Please quote the listing below word for word, from its first line down to and including the line containing "[245,268,280,371]".

──────── DATASET CONTENT ────────

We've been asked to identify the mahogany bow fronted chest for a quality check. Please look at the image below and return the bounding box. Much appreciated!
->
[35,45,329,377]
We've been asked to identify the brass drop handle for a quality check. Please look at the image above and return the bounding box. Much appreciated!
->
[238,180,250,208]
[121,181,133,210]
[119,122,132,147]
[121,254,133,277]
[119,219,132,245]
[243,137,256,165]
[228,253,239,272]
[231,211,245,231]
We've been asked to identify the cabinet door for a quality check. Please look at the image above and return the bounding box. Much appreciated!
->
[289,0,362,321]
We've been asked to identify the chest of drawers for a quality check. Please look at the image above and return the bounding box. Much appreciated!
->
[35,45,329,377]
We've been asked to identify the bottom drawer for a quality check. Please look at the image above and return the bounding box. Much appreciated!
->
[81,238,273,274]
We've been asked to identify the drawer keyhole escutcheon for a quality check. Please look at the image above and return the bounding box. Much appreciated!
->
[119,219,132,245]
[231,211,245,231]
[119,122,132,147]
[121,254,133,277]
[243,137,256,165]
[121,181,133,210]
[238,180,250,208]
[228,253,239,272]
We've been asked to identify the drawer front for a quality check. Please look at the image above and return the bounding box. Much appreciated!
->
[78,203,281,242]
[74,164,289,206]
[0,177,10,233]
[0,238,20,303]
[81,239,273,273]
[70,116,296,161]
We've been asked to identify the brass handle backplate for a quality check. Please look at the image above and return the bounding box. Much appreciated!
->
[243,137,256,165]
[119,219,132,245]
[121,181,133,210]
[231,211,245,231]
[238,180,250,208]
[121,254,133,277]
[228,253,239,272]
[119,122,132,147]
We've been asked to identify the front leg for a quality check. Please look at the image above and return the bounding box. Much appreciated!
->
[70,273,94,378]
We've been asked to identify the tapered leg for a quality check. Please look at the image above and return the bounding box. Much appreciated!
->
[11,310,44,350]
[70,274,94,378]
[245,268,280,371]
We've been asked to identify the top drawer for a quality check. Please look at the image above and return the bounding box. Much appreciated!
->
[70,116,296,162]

────────

# RESULT BELOW
We've been asked to identify the mahogany bow fronted chest for a quality check. Please look at the image below and return the bounding box. Much appreciated!
->
[35,45,329,377]
We've been asked to identify the brass drop handle for a quality check. Please look at the image above and return the bounding box. Much appreciated!
->
[238,180,250,208]
[121,181,133,210]
[119,122,132,147]
[121,254,133,277]
[119,219,132,245]
[243,137,256,165]
[228,253,239,272]
[231,211,245,231]
We've been asked to identify the cabinet door for a quality check. Please look at the image above and return the bounding box. Much appreciated!
->
[289,0,362,321]
We've been asked to identify the chest of drawers for a quality check. Please look at the image above and return the bounding box. Much appreciated!
->
[35,45,329,377]
We've been asked to identify the bottom drawer for a quality check. Please look at the image above and return the bounding box. Much appreciated!
->
[81,238,273,274]
We've been asked to identify the drawer keyhole escutcheon for a quality check. Please look at the image above and return the bounding box. Much appreciated!
->
[119,219,132,245]
[231,211,245,231]
[119,122,132,147]
[121,254,133,277]
[243,137,256,165]
[121,181,133,210]
[238,180,250,208]
[228,253,239,272]
We've been asked to identify the drawer front for a quality check. Please look at the image above and return the bounding box. Much appreciated!
->
[78,203,281,242]
[74,164,289,206]
[0,177,10,233]
[0,238,20,303]
[81,239,273,273]
[70,116,296,161]
We've been asked to identify the brass handle backplate for a quality check. Please look at the image above and return the bounding box. Much appreciated!
->
[243,137,256,165]
[119,219,132,245]
[121,181,133,210]
[231,211,245,231]
[238,180,250,208]
[121,254,133,277]
[228,253,239,272]
[119,122,132,147]
We've been asked to identify the front leg for a quality check. Please look at the image above and return the bounding box. Much appreciated!
->
[70,273,94,378]
We've been asked to identify the tapered leg for a quality check. Please look at the image above and return the bounding box. Much appreciated!
->
[11,310,44,350]
[70,274,94,378]
[245,268,280,371]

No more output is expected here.